## [SEGMENTO DI TESTO]
———

Se il governo Renzi dovesse cadere, sarebbe molto difficile per l’Europa mantenere la stabilità necessaria a non innescare una nuova crisi che potrebbe portare al definitivo tramonto dell’euro.

A crederlo è Peter Blair Henry, nel 2008 a capo del team dei consulenti economici dell’allora senatore Barack Obama durante la campagna presidenziale, oggi Dean della Leonard N. Stern School of Business della New York University.

Ospite ieri sera del Centro studi americani di Roma, il docente americano, economista di fama mondiale, ha messo in evidenza sintonie tra Palazzo Chigi e l’altra sponda dell’Atlantico, portando chiara la visione statunitense di come debba essere curata la salute precaria in cui versa la moneta unica.

———

## [ISTRUZIONI OPERATIVE]
1) Riassuma il segmento di testo in due frasi.
2) Trasformi in un elenco puntato il paragrafo del segmento di testo che comincia con "Ospite ieri sera", conservandone le informazioni principali.
3) Citi un passo del segmento di testo: inizi dalle parole "Ospite ieri sera" e si fermi dopo "la moneta unica.".
Per lo svolgimento si basi esclusivamente sul segmento di testo.

Voci di annotazione delle regioni
———

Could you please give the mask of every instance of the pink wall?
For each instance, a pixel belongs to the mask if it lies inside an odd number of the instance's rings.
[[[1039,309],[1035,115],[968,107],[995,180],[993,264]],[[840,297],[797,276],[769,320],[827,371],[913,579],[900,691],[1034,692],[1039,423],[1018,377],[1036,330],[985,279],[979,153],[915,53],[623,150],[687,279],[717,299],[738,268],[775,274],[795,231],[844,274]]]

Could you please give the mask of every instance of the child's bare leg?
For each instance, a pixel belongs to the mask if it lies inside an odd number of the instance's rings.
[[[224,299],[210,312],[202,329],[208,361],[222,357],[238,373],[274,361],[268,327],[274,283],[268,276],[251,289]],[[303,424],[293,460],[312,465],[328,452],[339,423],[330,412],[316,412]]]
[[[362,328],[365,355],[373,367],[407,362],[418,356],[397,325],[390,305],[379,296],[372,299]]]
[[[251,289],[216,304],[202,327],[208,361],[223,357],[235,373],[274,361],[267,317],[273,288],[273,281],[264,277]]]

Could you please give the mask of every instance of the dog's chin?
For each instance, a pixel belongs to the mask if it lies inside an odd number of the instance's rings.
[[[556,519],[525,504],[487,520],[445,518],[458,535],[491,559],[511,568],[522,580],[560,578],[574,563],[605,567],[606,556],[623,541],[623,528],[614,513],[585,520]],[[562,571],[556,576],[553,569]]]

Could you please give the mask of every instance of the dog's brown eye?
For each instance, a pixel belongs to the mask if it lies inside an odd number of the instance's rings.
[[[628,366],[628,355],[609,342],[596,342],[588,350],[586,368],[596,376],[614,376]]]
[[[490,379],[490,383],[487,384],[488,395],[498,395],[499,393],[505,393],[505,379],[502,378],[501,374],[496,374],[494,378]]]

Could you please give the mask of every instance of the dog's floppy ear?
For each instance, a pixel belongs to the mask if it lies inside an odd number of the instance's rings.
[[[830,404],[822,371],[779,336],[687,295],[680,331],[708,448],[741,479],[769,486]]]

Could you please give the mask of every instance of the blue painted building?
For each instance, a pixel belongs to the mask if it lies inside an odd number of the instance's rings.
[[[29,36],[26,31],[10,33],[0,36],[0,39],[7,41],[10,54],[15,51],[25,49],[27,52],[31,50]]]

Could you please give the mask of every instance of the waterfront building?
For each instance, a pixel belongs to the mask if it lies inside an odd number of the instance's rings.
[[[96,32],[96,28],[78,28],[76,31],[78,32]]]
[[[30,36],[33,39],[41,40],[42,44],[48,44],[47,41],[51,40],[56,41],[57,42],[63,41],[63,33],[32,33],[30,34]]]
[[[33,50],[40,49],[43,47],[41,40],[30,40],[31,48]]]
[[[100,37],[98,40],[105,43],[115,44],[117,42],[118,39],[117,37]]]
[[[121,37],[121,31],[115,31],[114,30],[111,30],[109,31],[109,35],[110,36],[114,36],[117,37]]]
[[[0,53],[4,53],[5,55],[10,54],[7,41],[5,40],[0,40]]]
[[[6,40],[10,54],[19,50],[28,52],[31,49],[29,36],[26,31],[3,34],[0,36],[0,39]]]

———

## [RISULTATI FINALI]
1) Secondo Peter Blair Henry, oggi Dean della Leonard N. Stern School of Business della New York University e nel 2008 a capo dei consulenti economici di Barack Obama durante la campagna presidenziale, se il governo Renzi cadesse sarebbe molto difficile per l'Europa evitare una nuova crisi che potrebbe portare al definitivo tramonto dell'euro. Ospite del Centro studi americani di Roma, l'economista ha messo in evidenza le sintonie tra Palazzo Chigi e l'altra sponda dell'Atlantico e ha illustrato la visione statunitense su come curare la salute precaria della moneta unica.

2)
- Il docente americano, economista di fama mondiale, è stato ospite ieri sera del Centro studi americani di Roma.
- Ha messo in evidenza sintonie tra Palazzo Chigi e l'altra sponda dell'Atlantico.
- Ha illustrato la visione statunitense di come debba essere curata la salute precaria della moneta unica.

3)
Ospite ieri sera del Centro studi americani di Roma, il docente americano, economista di fama mondiale, ha messo in evidenza sintonie tra Palazzo Chigi e l’altra sponda dell’Atlantico, portando chiara la visione statunitense di come debba essere curata la salute precaria in cui versa la moneta unica.